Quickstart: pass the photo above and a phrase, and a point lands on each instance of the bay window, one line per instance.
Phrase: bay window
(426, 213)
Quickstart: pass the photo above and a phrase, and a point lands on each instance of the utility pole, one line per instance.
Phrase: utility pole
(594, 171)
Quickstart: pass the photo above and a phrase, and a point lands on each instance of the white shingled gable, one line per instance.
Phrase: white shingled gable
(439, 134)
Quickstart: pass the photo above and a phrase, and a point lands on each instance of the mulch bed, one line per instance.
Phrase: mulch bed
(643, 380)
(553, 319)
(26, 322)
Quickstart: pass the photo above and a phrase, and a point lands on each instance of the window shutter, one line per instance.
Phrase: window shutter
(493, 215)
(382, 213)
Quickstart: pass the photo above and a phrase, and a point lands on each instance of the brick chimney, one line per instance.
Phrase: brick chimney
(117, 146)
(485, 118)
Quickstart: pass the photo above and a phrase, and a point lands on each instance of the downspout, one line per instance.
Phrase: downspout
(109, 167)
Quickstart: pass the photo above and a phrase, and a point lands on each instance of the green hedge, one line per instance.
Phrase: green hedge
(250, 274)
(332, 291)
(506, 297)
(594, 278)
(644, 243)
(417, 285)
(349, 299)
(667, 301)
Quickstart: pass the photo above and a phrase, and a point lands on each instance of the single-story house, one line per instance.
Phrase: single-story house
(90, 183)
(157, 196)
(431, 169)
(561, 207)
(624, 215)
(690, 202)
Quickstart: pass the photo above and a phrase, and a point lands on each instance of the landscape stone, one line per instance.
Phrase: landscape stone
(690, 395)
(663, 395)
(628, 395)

****

REQUIREMENTS:
Copy all of the records above word for word, changing nothing.

WRITTEN SOLUTION:
Quickstart: pass the photo above and a phrase, and a point lands on each instance of the bay window, one line per instance.
Phrase: bay window
(426, 213)
Quickstart: pass the photo above and a phrase, and a point lands on each instance of the utility pole, one line per instance.
Phrase: utility pole
(594, 171)
Quickstart: pass the photo above and a phrase, and a point lands on each instance of the white shingled gable, one line per instance.
Phrase: white shingled gable
(439, 134)
Quickstart: pass the photo above and a phrase, and a point lands on each instance of the mulch bed, one line per instance.
Phrase: mulch bed
(643, 380)
(553, 319)
(26, 322)
Quickstart: pass the photo above and a phrase, and a point lands on each instance of the window shutter, one line per instance.
Phrase: window shutter
(493, 215)
(382, 213)
Quickstart: pass the photo above and a phrase, and a point lands on each instance of the brick chimney, one line per instance.
Phrase: brick chimney
(117, 146)
(485, 118)
Quickstart: pass the photo above and a phrase, and a point lands on each instance of the downspout, one line per instance.
Phrase: downspout
(109, 167)
Quickstart: pass the photo above and a phrase, and a point lands on each instance of the green hedge, one line per instance.
Phrase: green hedge
(250, 274)
(332, 291)
(506, 297)
(594, 278)
(644, 243)
(417, 285)
(349, 299)
(667, 301)
Quickstart: pass the photo above and a phrase, and a point lands on each instance of the single-story house, one line per instance.
Phrase: single-story house
(90, 183)
(157, 196)
(431, 169)
(561, 207)
(624, 215)
(690, 202)
Quickstart: pass the photo above and a phrase, and a point lands on each instance of the landscape stone, one line per instance.
Phrase: landscape stone
(690, 395)
(663, 395)
(628, 395)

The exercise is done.